++++ Reading text

# ES6500K1- No Spark



## Millwoodva (Sep 2, 2020)

I have a ES6500 K1 that has no spark. The oil pressure light goes out seconds after cranking. I replaced the coil with new OEM Honda unit.. Still no spark.. Thoughts on what to try next?


----------



## tabora (Sep 6, 2018)

Common no-spark causes can be a faulty key switch or oil pressure switch. Disconnect the grounding wire from the keyswitch to the coil first to see if it runs then. Disconnect the oil switch next if the keyswitch wire isn't the issue.


----------



## Millwoodva (Sep 2, 2020)

Will do.. I've tried disconnecting the single black wire to the coil.. still no spark.
So next.. Disconnect the single wire going to the sensor in the block?


----------



## Millwoodva (Sep 2, 2020)

I thought since the oil light went out during cranking that the switch was OK .. I was wrong.. I disconnected the wire and now have spark.. and new spare coil pack.. 🤣


----------



## iowagold (Jan 22, 2020)

lol!
we have all been there on bad days!!

yea oil sensors are an issue!!
they are a engine saver if the gen is left unattended for hours on end..
but can be a real pain if they go bad.

you have to split the case to replace the oil switches on the hondas.
i wish they would go to a external replacement on them...

++++++++

*Requests*
a. In the no-spark forum thread, what does replacing the oil switches on the Hondas require?
b. Retype the part of the no-spark forum thread starting at "I thought since" and ending at "(Jan 22, 2020)".
The records are separate material, unconnected to the no-spark forum thread.

++++ Dataset rows

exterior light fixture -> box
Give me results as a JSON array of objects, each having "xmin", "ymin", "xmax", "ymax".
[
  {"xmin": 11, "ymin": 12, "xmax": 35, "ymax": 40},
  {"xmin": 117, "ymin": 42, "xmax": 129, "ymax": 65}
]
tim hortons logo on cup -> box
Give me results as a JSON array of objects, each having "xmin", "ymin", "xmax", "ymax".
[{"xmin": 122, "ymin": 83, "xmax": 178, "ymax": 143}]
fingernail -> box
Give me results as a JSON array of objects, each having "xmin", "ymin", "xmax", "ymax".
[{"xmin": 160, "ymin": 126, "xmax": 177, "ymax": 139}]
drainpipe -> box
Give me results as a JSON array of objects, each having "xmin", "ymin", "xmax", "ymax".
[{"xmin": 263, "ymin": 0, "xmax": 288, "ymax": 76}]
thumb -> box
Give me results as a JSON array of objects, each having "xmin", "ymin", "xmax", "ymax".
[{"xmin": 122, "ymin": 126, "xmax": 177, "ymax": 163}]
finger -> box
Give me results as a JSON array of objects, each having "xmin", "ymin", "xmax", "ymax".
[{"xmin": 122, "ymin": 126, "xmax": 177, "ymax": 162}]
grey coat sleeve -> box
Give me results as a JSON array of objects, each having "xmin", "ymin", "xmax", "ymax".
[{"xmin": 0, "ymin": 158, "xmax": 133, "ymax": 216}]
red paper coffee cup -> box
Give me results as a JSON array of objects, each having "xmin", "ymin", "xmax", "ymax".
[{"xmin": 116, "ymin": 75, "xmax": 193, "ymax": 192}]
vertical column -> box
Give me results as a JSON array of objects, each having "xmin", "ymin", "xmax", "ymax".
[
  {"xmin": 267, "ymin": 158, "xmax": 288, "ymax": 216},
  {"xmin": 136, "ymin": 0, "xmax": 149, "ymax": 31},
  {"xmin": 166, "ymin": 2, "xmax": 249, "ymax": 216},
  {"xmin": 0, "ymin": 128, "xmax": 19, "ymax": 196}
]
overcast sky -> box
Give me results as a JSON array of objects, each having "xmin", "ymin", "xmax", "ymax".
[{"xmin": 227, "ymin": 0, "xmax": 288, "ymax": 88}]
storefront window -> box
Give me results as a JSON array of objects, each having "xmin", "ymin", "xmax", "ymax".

++++++++

*Answers to the exercise*
a. Splitting the case.

b.
I thought since the oil light went out during cranking that the switch was OK .. I was wrong.. I disconnected the wire and now have spark.. and new spare coil pack.. 🤣


----------



## iowagold (Jan 22, 2020)